9. Financial instruments
All derivatives are categorised as Level 2 under the
requirements of IFRS 7 as they are valued using techniques based
significantly on observed market data.
The directors consider that the fair values of each category of
the Group's financial instruments are the same as their carrying
values in the Group's balance sheet.
10. Seasonality of operations
The Group's business is subject to sales order peaks due to the
effects of promotional periods and, historically, a significant
proportion of its annual revenue has been derived from orders
generated during specific promotional periods. Promotional periods
are generally aligned with periods over which consumers seek to
make more purchases.
The Group's most important trading periods in terms of order
volumes have historically been in the promotional periods during
the post-Christmas winter sale, Easter, the pre-Christmas
guaranteed delivery period, and other public bank holidays. These
increases in its order volumes (as opposed to its revenue, which is
recognised upon completion of delivery, typically between three and
12 weeks after orders are placed) have generally been influenced,
inter alia, by increases in the Group's spending on marketing and
promotions in the period immediately prior to, and during, these
promotional periods.
As a result of this seasonality of operations the results for
the first half of the financial year have typically been smaller
than the second half. However, the coronavirus pandemic has
resulted in a significant change to expected trading patterns as
the impact of showroom closures during lockdown periods and
subsequent surges in customer demand have materially altered the
phasing of order intake and subsequent revenue recognition.
11. Capital expenditure
Property, Right of Intangible
plant use
and equipment asset assets
GBPm GBPm GBPm
========================================== ============= ======== ==========
Net book value as at 29 June 2020 74.1 384.5 532.5
Additions 6.3 6.1 4.1
Remeasurements - 9.5 -
Disposals (0.8) (3.2) (0.4)

# [ENTRIES PROVIDED]
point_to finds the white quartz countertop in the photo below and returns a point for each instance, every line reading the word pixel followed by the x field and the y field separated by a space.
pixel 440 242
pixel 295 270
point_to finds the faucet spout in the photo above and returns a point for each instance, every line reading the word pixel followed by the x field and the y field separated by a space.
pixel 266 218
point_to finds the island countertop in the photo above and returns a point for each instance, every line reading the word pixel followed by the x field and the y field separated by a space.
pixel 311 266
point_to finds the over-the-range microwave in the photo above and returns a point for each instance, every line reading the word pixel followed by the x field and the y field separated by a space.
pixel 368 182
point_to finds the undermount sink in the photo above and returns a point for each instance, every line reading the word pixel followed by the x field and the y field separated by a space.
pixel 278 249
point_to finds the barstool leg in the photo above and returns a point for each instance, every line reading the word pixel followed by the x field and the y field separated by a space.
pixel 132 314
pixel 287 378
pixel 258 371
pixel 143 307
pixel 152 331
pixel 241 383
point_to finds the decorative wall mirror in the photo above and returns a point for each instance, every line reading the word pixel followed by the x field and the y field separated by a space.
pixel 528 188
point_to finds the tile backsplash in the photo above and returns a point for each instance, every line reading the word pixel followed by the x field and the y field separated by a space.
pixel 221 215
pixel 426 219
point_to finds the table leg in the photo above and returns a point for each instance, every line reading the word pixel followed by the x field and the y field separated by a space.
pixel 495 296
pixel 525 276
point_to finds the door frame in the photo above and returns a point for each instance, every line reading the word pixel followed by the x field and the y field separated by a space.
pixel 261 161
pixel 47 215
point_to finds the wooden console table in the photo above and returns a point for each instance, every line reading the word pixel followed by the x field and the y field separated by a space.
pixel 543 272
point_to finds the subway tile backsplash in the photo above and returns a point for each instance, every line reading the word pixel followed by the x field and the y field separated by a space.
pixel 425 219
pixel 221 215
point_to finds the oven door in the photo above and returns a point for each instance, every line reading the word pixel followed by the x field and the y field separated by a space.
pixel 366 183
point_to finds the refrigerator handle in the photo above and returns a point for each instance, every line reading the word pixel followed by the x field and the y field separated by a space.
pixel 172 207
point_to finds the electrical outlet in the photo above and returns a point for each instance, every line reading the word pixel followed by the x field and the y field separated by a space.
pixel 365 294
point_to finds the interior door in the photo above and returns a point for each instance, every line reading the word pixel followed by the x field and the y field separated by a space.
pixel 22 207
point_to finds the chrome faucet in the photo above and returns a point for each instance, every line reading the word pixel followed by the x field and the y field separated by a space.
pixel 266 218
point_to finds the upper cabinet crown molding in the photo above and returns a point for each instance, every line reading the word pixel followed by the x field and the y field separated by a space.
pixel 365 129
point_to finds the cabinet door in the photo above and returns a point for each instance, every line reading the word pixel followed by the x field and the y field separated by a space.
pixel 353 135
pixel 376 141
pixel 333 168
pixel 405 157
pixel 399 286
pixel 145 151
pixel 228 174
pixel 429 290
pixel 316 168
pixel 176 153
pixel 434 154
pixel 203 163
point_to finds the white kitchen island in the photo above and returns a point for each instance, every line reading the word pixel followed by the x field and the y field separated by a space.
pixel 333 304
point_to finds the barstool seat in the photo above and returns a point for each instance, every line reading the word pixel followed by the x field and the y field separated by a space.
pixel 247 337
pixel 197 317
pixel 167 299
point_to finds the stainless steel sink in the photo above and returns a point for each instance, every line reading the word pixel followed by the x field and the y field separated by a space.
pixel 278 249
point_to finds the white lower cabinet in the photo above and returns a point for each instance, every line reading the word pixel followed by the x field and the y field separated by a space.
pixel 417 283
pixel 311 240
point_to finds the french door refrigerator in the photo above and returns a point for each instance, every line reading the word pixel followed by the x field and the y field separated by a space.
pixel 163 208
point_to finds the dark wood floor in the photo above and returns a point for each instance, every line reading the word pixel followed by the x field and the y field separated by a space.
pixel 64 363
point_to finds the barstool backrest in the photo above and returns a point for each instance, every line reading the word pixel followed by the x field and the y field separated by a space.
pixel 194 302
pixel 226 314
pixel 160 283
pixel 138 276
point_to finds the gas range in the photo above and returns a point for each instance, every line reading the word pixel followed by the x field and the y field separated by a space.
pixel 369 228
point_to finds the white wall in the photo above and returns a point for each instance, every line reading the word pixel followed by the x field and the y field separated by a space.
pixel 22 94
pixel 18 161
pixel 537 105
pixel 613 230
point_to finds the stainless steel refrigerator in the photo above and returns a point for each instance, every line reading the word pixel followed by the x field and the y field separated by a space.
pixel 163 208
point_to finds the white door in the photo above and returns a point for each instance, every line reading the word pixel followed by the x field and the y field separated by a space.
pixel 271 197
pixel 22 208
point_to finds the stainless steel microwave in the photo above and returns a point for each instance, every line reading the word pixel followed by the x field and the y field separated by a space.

# [ASSIGNMENT]
Retype the entire financial notes passage, word for word. The lines have nothing to do with the text.

# [EXPECTED ANSWER]
9. Financial instruments
All derivatives are categorised as Level 2 under the
requirements of IFRS 7 as they are valued using techniques based
significantly on observed market data.
The directors consider that the fair values of each category of
the Group's financial instruments are the same as their carrying
values in the Group's balance sheet.
10. Seasonality of operations
The Group's business is subject to sales order peaks due to the
effects of promotional periods and, historically, a significant
proportion of its annual revenue has been derived from orders
generated during specific promotional periods. Promotional periods
are generally aligned with periods over which consumers seek to
make more purchases.
The Group's most important trading periods in terms of order
volumes have historically been in the promotional periods during
the post-Christmas winter sale, Easter, the pre-Christmas
guaranteed delivery period, and other public bank holidays. These
increases in its order volumes (as opposed to its revenue, which is
recognised upon completion of delivery, typically between three and
12 weeks after orders are placed) have generally been influenced,
inter alia, by increases in the Group's spending on marketing and
promotions in the period immediately prior to, and during, these
promotional periods.
As a result of this seasonality of operations the results for
the first half of the financial year have typically been smaller
than the second half. However, the coronavirus pandemic has
resulted in a significant change to expected trading patterns as
the impact of showroom closures during lockdown periods and
subsequent surges in customer demand have materially altered the
phasing of order intake and subsequent revenue recognition.
11. Capital expenditure
Property, Right of Intangible
plant use
and equipment asset assets
GBPm GBPm GBPm
========================================== ============= ======== ==========
Net book value as at 29 June 2020 74.1 384.5 532.5
Additions 6.3 6.1 4.1
Remeasurements - 9.5 -
Disposals (0.8) (3.2) (0.4)